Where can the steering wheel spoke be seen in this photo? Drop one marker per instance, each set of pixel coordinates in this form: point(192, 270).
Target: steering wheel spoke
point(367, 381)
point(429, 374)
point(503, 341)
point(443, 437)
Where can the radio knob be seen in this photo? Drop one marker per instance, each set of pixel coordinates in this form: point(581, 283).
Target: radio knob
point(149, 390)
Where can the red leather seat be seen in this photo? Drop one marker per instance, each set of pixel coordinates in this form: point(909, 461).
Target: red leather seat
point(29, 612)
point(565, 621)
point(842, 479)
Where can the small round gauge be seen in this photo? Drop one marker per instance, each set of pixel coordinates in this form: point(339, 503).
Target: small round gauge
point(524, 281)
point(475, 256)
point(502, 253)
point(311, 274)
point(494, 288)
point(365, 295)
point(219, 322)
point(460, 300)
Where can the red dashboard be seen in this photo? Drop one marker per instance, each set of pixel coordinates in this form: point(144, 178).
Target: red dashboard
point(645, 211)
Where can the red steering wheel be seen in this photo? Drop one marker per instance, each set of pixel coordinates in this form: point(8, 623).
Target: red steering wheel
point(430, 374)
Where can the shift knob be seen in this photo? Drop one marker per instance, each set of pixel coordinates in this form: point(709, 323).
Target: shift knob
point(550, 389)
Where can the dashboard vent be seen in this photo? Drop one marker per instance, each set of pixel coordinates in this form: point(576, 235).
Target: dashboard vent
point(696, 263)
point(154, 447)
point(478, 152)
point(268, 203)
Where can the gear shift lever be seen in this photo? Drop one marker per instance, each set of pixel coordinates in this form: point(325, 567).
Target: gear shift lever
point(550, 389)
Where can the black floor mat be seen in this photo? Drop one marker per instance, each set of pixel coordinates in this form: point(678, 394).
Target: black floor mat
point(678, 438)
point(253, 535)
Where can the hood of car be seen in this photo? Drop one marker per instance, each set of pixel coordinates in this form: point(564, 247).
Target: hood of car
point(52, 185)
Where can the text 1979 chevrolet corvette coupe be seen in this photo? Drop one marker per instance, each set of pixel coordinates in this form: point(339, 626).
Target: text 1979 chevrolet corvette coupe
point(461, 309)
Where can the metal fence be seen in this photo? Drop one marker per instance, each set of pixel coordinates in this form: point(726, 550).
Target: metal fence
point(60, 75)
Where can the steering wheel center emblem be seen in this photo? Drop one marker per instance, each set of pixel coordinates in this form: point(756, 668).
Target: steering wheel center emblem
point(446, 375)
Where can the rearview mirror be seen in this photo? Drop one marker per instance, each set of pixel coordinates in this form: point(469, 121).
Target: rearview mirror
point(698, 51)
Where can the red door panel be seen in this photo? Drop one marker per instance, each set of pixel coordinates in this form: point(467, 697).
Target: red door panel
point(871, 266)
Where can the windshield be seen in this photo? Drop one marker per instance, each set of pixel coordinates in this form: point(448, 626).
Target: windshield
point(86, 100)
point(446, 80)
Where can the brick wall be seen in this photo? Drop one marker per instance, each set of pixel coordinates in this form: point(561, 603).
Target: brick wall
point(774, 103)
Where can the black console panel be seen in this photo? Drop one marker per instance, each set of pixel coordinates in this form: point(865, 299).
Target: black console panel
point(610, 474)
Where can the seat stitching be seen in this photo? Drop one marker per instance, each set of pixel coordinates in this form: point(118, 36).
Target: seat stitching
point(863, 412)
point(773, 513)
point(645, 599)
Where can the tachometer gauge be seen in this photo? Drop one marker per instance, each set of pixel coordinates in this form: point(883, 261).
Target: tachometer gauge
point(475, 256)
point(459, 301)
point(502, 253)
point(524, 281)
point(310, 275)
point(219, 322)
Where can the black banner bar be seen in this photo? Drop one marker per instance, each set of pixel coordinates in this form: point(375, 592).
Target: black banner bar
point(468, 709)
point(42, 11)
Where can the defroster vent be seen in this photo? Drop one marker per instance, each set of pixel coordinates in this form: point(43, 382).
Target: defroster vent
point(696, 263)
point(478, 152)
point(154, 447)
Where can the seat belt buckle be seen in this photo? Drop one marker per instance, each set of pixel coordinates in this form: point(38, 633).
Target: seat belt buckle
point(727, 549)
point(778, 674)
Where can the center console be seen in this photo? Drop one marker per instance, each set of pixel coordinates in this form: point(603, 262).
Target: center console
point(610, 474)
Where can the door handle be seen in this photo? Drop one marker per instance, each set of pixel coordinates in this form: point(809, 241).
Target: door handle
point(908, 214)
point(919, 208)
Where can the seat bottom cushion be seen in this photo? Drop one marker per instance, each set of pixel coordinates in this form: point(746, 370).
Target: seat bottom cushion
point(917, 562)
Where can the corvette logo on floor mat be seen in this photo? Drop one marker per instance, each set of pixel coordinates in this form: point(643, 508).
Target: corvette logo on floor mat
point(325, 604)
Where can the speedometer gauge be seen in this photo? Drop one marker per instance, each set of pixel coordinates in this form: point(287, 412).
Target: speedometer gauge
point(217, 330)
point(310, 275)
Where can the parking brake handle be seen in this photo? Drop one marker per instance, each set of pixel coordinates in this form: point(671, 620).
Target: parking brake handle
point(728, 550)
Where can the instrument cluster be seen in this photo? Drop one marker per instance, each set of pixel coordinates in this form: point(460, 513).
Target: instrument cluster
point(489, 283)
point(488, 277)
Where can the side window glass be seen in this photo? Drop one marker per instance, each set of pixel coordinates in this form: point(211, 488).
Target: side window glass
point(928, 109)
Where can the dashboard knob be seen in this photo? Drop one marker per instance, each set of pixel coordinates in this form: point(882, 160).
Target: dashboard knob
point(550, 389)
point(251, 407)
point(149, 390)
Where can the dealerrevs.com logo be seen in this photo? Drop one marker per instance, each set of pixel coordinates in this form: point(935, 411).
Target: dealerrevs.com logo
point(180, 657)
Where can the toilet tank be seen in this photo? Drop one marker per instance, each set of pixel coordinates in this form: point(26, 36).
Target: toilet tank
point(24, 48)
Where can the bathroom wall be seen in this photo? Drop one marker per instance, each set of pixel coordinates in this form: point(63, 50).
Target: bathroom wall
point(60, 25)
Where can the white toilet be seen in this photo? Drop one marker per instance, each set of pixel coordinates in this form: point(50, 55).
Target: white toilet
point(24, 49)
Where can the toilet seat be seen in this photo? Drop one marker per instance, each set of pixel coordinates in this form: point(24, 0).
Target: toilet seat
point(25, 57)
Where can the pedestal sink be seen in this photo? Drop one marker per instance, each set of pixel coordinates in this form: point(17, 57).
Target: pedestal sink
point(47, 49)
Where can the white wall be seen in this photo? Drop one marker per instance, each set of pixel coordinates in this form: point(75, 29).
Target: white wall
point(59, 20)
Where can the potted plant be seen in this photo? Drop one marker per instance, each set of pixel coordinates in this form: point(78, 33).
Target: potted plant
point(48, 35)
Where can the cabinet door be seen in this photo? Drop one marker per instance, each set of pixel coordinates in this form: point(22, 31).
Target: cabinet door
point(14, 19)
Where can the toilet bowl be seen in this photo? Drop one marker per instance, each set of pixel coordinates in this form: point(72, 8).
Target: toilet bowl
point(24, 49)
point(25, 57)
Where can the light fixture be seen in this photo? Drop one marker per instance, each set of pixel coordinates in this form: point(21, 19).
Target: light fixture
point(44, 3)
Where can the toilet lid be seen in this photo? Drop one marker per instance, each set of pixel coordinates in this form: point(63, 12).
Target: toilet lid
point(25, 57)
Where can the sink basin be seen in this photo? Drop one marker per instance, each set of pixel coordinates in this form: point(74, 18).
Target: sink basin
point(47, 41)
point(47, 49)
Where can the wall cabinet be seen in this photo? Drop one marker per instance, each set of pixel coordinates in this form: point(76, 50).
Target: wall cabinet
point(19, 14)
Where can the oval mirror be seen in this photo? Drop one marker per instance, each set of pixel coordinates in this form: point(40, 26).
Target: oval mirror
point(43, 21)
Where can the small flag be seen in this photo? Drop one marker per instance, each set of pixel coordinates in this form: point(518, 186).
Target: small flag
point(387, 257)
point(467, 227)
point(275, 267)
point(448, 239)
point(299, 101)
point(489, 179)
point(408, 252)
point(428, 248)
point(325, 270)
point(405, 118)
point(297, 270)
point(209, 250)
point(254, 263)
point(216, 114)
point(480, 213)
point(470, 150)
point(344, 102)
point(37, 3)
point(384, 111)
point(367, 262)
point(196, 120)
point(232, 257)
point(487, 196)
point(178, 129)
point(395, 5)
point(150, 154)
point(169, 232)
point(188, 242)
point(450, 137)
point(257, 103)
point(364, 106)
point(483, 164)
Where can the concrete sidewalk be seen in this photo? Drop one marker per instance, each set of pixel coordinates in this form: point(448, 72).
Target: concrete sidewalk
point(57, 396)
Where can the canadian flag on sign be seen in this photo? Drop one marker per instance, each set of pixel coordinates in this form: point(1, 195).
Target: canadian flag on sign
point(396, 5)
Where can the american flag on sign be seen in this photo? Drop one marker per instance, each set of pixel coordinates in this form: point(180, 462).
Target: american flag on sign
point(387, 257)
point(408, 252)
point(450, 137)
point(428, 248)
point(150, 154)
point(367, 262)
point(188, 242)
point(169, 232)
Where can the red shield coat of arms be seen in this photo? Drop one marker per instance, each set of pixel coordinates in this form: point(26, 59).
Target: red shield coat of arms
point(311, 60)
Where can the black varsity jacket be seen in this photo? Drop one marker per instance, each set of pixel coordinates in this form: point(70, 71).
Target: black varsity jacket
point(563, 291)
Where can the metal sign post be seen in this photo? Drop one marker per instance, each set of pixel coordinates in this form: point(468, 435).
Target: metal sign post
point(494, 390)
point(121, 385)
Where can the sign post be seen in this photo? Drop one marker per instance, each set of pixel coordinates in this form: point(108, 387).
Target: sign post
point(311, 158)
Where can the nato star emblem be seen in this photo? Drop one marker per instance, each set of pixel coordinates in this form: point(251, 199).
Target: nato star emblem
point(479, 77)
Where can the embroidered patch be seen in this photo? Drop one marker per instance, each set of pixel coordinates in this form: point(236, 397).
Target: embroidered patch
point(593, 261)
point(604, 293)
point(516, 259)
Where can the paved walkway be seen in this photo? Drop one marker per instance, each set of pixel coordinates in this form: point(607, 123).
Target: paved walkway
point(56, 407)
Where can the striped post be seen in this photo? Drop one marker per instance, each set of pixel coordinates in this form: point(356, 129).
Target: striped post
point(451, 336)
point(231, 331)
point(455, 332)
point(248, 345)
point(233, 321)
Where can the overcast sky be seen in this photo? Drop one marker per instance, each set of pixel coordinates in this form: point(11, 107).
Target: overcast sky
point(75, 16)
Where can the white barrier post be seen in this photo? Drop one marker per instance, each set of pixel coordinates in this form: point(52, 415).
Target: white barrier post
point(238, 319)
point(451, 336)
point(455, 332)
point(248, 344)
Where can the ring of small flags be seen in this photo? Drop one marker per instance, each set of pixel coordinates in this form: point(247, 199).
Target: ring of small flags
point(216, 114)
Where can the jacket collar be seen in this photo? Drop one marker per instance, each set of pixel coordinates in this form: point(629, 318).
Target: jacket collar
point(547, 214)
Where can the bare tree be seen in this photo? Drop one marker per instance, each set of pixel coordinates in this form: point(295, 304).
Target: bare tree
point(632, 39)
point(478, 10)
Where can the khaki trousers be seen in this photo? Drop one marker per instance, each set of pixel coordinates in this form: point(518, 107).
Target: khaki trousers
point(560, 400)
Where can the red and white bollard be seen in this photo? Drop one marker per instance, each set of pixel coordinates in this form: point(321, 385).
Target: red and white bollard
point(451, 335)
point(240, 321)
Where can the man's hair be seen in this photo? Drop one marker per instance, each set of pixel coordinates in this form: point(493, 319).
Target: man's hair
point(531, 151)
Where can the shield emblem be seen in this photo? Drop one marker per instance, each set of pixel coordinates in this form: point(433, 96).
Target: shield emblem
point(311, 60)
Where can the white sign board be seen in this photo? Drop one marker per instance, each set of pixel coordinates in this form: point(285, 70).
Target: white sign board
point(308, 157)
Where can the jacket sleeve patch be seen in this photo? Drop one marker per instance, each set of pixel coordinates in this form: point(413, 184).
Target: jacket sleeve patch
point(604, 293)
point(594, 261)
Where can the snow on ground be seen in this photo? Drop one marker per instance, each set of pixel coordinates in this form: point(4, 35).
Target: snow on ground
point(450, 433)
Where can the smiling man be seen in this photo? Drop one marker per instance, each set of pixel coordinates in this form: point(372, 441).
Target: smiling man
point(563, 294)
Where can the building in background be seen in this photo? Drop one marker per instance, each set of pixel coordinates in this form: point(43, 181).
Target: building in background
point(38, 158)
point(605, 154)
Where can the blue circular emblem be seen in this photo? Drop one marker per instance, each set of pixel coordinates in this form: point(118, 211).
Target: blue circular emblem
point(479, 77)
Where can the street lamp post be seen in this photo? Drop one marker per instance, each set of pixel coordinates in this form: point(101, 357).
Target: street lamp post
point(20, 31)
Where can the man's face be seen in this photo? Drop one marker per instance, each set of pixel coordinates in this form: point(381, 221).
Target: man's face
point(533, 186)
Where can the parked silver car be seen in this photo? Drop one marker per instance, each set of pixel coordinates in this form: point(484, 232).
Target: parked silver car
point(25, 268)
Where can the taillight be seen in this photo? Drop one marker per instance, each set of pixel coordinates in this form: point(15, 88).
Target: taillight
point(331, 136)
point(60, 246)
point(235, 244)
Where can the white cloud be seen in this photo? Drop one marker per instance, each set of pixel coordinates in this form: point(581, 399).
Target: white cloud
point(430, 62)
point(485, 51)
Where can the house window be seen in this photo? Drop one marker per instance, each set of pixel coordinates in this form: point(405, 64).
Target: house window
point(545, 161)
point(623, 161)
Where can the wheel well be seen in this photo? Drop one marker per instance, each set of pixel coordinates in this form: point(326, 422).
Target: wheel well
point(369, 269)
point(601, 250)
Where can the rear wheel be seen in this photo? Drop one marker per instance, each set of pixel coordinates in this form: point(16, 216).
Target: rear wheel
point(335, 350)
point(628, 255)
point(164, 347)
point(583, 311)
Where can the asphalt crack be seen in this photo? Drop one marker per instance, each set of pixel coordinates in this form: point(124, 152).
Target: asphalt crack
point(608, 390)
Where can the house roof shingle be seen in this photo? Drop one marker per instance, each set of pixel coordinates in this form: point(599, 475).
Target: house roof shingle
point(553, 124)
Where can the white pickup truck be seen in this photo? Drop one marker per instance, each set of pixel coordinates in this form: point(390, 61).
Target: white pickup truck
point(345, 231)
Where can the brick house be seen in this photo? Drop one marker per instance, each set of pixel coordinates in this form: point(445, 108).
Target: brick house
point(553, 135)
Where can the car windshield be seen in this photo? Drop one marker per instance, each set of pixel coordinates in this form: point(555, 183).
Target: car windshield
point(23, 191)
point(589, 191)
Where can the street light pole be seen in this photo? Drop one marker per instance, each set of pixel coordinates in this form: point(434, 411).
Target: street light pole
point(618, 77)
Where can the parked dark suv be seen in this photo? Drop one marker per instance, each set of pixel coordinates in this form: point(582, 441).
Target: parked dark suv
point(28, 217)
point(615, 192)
·····
WHAT YOU SHOULD DO –
In the entries above, find the line holding "Where can the metal fence" and the line holding "Where can the tachometer", then retype exactly those two lines and every line between them, and nothing else.

REPLY TO THE TASK –
Where can the metal fence be seen in this photo? Drop one marker per instance, each set of pixel coordinates in this form: point(726, 550).
Target: metal fence
point(60, 75)
Where can the steering wheel center emblem be seen in this photo? Drop one marker per instance, each set of pixel coordinates in this form: point(756, 668).
Target: steering wheel center emblem
point(446, 375)
Where can the rearview mirror be seen in this photo? Drop one marker per instance, each set of pixel coordinates in this form: point(469, 121).
Target: rearview mirror
point(698, 51)
Where can the red door panel be seen in this photo? Drop one marker per instance, each set of pixel coordinates in this form: point(467, 697).
Target: red door panel
point(871, 266)
Where can the windshield be seen in this photo? Drop one marker per instance, each set of pixel coordinates in this form: point(448, 626).
Target: windshield
point(86, 100)
point(446, 80)
Where can the brick wall be seen in this photo? Drop one marker per instance, each set of pixel coordinates in this form: point(561, 603).
Target: brick wall
point(774, 103)
Where can the black console panel be seen in this photo? Drop one marker per instance, each set of pixel coordinates in this form: point(865, 299).
Target: black console panel
point(610, 474)
Where can the seat stitching be seen in this photo? Drop one marker per instance, each set of pixel coordinates in this form: point(118, 36).
Target: seat stitching
point(863, 412)
point(773, 513)
point(645, 599)
Where can the tachometer gauge be seen in this photo? Drop one marker per instance, each set of pixel coordinates in this form: point(883, 261).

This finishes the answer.